→ YOUR TASK
Report each line below that contains the string "neck" by copying that whole line. Matches must have the same letter case.

Start INFORMATION PROVIDED

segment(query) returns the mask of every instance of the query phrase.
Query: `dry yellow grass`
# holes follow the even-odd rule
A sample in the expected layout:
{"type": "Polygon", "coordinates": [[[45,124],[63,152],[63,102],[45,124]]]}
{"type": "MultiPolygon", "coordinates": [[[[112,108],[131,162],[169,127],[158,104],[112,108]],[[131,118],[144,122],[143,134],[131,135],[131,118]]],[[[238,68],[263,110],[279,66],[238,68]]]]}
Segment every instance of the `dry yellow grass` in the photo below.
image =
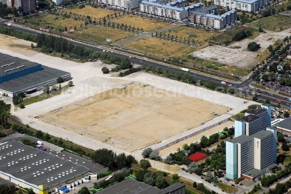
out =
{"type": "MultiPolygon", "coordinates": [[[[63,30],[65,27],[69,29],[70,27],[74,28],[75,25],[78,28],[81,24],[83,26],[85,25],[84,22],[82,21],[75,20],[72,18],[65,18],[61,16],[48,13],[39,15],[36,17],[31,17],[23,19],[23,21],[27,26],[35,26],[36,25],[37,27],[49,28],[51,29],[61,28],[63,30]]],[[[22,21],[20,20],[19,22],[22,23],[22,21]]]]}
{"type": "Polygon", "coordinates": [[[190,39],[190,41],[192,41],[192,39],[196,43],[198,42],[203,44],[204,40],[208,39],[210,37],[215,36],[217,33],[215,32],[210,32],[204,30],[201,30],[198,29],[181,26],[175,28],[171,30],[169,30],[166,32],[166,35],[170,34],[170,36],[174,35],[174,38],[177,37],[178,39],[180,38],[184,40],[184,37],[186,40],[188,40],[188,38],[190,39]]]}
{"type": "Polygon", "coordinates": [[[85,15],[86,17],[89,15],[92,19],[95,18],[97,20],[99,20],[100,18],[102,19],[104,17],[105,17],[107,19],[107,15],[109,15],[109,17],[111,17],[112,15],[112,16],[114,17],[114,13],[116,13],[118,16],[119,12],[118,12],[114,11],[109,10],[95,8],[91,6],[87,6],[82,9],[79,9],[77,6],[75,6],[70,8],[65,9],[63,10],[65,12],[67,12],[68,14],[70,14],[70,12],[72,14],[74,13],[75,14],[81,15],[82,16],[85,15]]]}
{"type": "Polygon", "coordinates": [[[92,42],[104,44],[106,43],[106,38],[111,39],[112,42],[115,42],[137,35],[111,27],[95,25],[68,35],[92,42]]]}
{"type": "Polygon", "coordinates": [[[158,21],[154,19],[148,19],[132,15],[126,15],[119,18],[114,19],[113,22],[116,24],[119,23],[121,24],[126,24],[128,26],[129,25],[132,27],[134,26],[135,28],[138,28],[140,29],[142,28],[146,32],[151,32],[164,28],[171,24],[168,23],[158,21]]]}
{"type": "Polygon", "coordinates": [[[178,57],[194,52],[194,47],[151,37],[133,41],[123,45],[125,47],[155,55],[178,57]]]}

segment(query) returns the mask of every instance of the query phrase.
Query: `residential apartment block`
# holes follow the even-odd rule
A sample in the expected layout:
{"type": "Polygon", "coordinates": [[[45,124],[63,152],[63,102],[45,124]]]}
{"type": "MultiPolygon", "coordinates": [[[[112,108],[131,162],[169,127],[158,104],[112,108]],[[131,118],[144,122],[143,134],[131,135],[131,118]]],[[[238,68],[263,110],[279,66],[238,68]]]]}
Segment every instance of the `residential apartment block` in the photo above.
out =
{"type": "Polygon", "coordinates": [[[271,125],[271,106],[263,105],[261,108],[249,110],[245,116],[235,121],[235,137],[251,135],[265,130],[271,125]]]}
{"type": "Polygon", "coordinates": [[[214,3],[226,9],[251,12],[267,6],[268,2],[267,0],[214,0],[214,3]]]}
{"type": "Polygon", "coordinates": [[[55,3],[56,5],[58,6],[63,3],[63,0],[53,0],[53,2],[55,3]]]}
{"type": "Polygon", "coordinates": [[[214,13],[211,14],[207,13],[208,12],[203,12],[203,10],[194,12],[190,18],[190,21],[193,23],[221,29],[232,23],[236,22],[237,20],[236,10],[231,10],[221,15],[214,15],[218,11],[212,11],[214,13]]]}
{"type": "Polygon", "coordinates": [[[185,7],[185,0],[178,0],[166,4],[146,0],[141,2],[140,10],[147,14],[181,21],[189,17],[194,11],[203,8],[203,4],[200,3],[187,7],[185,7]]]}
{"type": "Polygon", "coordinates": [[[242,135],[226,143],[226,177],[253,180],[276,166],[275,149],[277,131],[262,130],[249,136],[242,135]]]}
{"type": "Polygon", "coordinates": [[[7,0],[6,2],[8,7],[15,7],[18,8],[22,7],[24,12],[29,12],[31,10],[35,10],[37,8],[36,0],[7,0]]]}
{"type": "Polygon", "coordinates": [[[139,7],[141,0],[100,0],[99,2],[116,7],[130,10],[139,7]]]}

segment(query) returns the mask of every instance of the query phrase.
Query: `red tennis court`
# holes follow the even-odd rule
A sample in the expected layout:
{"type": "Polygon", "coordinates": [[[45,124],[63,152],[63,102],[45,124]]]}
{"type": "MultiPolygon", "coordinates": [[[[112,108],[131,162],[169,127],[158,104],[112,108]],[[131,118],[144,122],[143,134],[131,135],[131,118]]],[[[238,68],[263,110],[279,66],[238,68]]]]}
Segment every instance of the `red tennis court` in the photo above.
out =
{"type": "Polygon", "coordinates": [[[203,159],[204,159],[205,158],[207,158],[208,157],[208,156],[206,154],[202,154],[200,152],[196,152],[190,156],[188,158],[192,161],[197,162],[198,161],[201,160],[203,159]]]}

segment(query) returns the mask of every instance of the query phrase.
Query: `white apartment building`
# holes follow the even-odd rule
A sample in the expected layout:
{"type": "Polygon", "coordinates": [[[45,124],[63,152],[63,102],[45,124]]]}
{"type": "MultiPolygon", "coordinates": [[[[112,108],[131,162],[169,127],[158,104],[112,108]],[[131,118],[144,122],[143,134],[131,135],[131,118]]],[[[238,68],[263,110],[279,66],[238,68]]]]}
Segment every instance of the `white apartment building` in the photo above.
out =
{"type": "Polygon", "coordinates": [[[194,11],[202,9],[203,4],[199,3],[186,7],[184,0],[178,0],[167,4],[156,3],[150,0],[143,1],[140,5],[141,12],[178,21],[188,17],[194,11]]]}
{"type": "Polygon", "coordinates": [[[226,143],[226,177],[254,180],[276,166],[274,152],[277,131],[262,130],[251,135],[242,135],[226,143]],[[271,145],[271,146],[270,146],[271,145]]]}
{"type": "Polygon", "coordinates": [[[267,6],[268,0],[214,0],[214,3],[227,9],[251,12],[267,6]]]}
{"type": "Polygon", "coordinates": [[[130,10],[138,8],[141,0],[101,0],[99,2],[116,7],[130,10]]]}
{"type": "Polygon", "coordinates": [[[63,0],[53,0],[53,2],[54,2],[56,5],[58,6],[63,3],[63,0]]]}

End INFORMATION PROVIDED
Start INFORMATION PROVIDED

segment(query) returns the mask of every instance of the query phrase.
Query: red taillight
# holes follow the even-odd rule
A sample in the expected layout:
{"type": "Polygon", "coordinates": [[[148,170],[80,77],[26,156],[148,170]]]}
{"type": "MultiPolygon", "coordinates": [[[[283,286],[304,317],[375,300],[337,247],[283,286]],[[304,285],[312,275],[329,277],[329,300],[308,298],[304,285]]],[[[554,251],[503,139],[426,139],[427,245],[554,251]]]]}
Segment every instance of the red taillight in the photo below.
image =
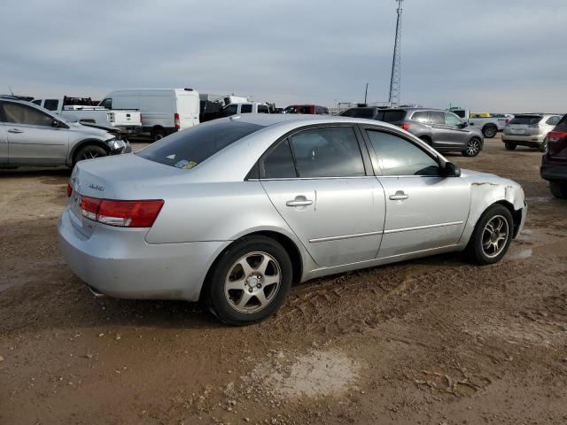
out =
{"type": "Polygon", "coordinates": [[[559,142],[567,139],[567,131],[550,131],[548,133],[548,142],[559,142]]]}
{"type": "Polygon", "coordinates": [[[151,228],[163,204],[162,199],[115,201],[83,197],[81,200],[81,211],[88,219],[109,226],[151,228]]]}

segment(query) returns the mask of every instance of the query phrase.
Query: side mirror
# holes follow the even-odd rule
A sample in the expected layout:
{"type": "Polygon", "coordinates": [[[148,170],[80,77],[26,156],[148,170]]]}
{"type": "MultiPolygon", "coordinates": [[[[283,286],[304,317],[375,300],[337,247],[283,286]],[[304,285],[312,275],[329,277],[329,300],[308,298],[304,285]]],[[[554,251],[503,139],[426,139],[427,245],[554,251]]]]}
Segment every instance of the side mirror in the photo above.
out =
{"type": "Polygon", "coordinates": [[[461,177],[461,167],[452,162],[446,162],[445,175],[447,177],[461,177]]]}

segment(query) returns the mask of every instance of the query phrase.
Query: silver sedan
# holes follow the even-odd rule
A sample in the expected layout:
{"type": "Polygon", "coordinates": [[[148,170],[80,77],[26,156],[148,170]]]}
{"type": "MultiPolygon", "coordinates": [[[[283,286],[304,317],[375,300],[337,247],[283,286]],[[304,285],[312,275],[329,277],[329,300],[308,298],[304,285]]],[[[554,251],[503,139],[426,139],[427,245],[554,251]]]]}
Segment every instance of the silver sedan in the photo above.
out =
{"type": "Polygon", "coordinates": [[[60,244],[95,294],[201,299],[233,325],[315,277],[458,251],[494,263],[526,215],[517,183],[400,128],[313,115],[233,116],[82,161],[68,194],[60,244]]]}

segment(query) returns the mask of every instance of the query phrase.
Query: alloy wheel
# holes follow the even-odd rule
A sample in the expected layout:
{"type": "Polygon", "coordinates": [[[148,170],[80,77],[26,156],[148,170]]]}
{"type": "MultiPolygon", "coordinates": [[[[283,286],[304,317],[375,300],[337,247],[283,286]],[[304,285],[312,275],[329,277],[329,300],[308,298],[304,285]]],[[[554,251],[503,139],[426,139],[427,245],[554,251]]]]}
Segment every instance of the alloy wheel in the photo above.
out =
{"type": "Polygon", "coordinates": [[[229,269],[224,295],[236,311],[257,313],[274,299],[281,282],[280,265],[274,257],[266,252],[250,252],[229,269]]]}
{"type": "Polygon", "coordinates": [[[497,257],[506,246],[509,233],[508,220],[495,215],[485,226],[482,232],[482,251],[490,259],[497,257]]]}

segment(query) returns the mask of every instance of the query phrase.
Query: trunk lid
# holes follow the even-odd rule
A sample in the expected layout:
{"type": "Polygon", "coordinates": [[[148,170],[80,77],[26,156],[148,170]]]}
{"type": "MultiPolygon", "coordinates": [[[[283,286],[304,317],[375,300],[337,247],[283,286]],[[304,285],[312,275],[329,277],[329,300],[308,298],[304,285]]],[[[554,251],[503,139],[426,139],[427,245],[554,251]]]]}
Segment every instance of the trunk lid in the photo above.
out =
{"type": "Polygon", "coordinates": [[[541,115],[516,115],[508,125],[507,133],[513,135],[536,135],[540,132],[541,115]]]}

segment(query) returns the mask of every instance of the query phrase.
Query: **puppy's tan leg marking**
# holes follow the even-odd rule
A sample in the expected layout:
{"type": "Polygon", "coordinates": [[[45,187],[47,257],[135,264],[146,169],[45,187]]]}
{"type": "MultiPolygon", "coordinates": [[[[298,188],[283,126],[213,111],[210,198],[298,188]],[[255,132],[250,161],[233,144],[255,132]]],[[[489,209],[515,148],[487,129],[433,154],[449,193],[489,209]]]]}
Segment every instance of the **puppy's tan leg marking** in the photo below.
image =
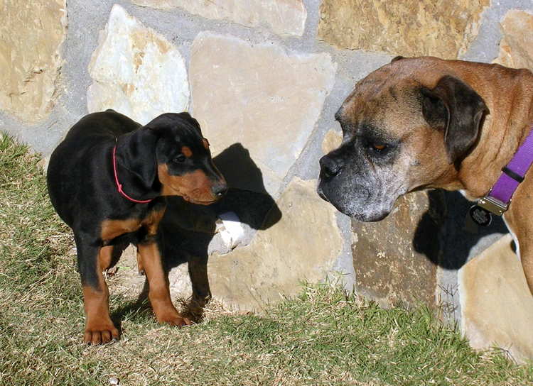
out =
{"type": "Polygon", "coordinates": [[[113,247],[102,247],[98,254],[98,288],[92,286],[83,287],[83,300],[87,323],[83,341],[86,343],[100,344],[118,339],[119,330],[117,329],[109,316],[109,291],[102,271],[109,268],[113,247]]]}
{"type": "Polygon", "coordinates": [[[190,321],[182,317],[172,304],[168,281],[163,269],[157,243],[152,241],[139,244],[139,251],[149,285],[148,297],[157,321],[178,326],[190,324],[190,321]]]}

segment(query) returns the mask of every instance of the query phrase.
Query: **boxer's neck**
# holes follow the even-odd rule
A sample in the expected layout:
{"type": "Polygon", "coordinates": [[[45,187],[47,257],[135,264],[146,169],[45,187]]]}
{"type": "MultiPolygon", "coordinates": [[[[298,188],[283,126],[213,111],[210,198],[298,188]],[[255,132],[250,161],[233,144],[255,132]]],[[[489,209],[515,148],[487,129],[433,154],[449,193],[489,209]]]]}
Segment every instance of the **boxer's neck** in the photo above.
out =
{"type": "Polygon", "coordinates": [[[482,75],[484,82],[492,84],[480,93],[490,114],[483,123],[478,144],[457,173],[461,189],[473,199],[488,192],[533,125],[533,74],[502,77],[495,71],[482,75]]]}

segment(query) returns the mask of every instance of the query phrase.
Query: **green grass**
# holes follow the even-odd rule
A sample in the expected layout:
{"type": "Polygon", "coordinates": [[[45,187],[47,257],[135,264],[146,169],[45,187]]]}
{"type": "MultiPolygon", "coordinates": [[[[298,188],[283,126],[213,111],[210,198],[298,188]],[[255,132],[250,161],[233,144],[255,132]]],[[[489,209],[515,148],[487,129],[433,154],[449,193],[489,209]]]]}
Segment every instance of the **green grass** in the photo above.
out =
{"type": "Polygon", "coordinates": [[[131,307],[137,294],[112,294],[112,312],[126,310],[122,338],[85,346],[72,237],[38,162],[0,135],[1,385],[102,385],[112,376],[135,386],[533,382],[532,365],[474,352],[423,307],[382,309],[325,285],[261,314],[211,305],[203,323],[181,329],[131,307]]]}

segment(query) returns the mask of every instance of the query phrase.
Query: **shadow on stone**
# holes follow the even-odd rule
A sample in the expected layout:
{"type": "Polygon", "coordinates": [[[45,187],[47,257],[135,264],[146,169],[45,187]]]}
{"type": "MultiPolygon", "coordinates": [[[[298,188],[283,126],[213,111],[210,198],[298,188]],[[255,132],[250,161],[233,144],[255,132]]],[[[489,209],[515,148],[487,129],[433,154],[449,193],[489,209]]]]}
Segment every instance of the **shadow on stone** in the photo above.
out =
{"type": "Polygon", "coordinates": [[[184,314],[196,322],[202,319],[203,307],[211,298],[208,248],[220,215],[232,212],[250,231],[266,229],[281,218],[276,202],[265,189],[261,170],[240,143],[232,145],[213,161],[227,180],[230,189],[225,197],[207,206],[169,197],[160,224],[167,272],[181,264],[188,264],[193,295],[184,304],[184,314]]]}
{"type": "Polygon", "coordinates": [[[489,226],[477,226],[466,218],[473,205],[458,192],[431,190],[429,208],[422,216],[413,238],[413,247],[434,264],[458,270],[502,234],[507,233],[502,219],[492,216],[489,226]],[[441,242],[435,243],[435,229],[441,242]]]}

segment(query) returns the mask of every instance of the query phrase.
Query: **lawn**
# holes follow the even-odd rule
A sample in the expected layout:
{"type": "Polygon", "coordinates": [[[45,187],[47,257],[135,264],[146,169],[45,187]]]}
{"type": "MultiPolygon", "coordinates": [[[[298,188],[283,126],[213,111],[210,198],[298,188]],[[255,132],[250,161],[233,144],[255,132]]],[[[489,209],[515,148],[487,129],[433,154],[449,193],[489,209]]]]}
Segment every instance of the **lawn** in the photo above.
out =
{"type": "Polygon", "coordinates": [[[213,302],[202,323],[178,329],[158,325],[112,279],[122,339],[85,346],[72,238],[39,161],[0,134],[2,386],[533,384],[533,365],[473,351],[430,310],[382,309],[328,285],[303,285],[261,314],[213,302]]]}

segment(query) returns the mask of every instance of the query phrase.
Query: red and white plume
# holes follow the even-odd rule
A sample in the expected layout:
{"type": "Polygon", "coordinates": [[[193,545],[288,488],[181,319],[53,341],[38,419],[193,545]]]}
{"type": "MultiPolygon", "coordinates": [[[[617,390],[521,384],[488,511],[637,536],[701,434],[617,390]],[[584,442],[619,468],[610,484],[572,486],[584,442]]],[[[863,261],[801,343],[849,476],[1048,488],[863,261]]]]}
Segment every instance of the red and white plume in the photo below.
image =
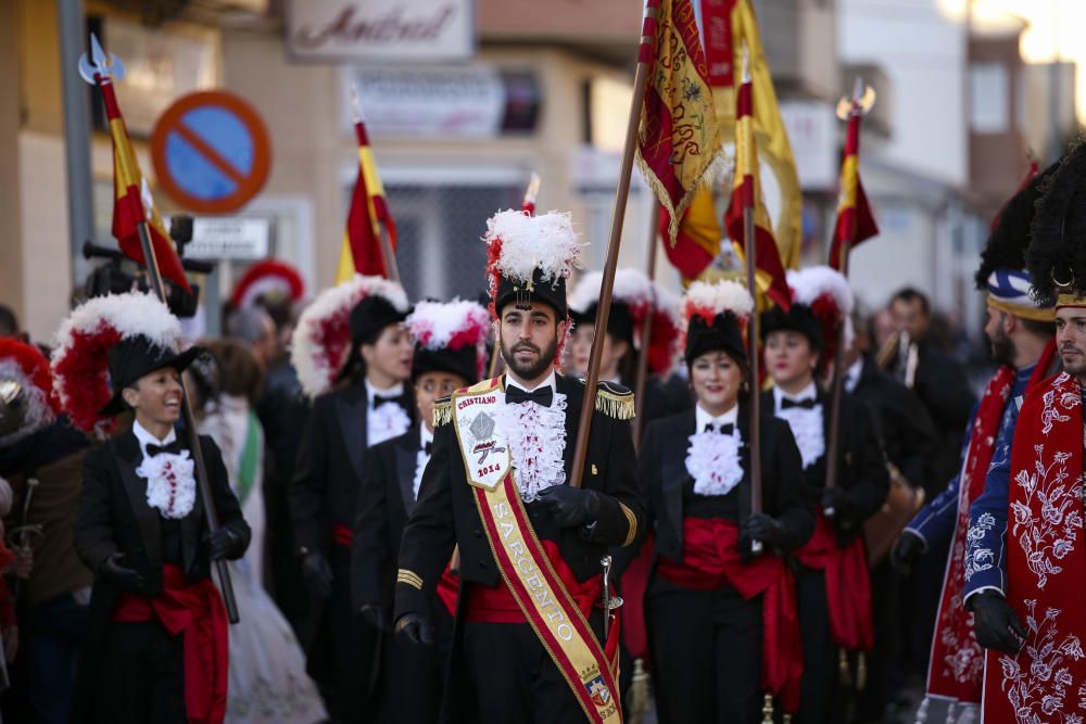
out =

End INFORMATION PROVIDED
Start INFORMATION PROVIDED

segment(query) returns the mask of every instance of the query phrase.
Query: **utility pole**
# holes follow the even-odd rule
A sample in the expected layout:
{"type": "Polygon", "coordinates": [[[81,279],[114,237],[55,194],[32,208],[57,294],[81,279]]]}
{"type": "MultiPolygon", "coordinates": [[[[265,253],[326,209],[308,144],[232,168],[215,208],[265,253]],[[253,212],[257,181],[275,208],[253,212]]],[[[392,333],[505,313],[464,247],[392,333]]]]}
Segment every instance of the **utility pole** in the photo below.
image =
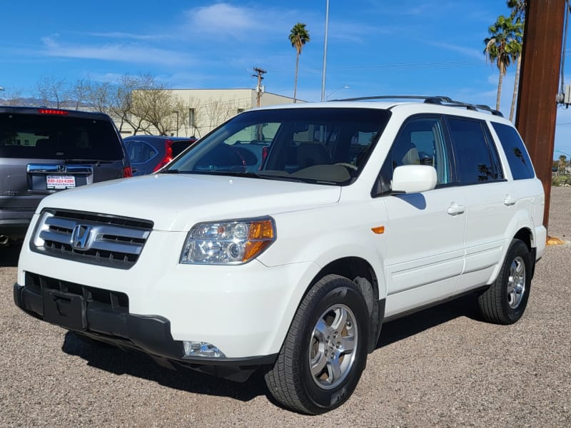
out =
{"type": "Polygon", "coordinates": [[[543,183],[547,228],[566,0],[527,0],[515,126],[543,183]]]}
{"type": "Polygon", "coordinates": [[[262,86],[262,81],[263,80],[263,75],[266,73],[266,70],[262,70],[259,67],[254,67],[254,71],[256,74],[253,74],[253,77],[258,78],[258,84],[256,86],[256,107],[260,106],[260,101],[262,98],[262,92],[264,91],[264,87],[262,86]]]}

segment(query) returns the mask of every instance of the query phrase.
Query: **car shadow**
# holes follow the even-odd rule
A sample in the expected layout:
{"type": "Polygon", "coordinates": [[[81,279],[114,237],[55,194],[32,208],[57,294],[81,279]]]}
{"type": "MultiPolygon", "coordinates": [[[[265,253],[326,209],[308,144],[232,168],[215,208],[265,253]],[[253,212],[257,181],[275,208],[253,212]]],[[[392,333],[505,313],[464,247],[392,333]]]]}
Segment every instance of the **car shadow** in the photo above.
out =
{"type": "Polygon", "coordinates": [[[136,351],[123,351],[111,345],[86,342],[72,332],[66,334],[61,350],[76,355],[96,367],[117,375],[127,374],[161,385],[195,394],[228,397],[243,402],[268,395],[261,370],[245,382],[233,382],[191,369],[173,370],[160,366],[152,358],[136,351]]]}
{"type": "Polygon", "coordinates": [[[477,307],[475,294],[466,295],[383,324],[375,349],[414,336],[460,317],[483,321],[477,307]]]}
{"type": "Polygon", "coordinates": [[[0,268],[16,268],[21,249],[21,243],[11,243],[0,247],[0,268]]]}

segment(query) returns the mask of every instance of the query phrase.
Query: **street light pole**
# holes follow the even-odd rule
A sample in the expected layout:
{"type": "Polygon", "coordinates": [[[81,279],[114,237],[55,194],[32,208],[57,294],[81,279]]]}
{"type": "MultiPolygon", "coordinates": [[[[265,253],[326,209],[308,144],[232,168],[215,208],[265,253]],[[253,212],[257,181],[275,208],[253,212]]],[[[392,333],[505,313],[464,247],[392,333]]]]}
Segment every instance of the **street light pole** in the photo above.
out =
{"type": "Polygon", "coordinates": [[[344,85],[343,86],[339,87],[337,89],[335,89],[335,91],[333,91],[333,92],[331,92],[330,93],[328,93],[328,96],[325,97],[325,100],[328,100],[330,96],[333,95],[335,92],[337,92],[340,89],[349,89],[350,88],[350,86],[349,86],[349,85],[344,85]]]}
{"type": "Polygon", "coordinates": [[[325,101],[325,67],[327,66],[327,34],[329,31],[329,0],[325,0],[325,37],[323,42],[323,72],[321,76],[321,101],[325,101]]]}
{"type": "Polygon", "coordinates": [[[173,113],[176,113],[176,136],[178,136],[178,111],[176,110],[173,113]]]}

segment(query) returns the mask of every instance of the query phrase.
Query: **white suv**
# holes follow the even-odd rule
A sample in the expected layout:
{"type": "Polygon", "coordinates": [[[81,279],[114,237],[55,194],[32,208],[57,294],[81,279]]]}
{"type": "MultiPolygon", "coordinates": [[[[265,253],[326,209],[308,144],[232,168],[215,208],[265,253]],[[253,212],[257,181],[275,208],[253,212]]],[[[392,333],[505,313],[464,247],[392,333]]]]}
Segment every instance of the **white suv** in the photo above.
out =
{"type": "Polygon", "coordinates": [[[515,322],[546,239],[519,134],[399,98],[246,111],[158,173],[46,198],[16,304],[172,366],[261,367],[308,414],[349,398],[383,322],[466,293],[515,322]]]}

End INFORMATION PROVIDED

→ SOLUTION BELOW
Query: **boxer's neck**
Segment every instance of the **boxer's neck** in the photo above.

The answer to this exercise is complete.